Problem details ▸ Beginning with the first line below, please repeat the material exactly, ending with the line that includes "Form = pixel coordinates such as (877,545)".

----

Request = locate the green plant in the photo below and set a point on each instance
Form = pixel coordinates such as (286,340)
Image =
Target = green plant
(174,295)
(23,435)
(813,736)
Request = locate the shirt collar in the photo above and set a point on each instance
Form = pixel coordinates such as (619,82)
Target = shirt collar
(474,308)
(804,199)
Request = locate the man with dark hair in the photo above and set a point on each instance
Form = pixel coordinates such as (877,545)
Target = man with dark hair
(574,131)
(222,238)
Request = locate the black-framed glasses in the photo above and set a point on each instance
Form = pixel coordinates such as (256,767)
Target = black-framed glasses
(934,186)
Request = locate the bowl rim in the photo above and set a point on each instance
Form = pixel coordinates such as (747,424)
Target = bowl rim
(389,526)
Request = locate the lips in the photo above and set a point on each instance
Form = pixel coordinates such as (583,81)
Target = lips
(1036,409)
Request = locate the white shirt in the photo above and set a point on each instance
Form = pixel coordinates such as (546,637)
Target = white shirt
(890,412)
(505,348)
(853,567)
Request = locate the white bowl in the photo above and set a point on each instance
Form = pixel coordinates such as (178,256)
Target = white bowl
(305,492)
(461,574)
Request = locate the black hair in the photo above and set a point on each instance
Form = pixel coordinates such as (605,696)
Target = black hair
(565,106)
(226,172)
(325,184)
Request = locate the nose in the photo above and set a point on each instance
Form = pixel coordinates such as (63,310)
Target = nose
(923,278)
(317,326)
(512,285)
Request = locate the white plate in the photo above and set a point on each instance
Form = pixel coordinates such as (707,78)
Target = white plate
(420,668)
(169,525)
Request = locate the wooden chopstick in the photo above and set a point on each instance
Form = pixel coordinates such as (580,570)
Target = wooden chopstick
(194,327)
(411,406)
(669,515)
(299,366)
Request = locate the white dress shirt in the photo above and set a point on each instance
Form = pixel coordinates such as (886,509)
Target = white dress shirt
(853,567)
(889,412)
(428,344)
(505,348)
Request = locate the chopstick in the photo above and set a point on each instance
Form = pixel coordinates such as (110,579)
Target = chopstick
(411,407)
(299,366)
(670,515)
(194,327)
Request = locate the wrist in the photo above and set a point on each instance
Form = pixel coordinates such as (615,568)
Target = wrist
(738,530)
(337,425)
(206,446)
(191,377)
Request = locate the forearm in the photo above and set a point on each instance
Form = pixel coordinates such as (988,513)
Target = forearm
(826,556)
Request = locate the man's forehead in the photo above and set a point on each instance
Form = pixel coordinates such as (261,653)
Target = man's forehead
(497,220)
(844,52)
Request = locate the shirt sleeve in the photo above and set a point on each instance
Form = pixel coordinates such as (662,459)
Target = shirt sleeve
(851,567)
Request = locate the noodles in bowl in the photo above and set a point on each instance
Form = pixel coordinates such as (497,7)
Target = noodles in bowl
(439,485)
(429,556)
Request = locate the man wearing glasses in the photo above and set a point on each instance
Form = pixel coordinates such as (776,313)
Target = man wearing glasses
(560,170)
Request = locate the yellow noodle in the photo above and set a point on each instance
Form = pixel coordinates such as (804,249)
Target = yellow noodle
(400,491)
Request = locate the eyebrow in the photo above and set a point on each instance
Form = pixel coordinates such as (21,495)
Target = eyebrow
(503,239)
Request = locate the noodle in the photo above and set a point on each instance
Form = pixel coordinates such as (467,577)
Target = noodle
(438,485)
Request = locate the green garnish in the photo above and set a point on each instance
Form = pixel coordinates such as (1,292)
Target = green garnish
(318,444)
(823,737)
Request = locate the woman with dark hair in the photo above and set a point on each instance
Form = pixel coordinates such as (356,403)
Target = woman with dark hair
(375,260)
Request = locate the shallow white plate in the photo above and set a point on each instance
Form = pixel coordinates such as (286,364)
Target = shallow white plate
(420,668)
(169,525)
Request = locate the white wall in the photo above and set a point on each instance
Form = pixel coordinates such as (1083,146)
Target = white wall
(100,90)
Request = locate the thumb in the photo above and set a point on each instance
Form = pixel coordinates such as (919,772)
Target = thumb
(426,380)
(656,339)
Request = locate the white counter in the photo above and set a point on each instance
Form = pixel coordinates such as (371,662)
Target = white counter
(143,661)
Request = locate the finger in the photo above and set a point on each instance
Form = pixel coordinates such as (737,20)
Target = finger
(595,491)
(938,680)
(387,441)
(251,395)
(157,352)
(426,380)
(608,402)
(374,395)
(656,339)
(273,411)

----

Task response ▸
Request = locate the green plant in the photo below and set a point on each instance
Form = pixel coordinates such as (286,340)
Image =
Target = green plant
(174,295)
(23,435)
(813,736)
Request = locate the shirt collar in the photo above and set a point on each instance
Form = pixel coordinates such as (619,82)
Target = shirt collar
(474,308)
(804,199)
Request = locate the man with dark hair in the photo above and set a point on each instance
Form = pixel coordinates such as (877,545)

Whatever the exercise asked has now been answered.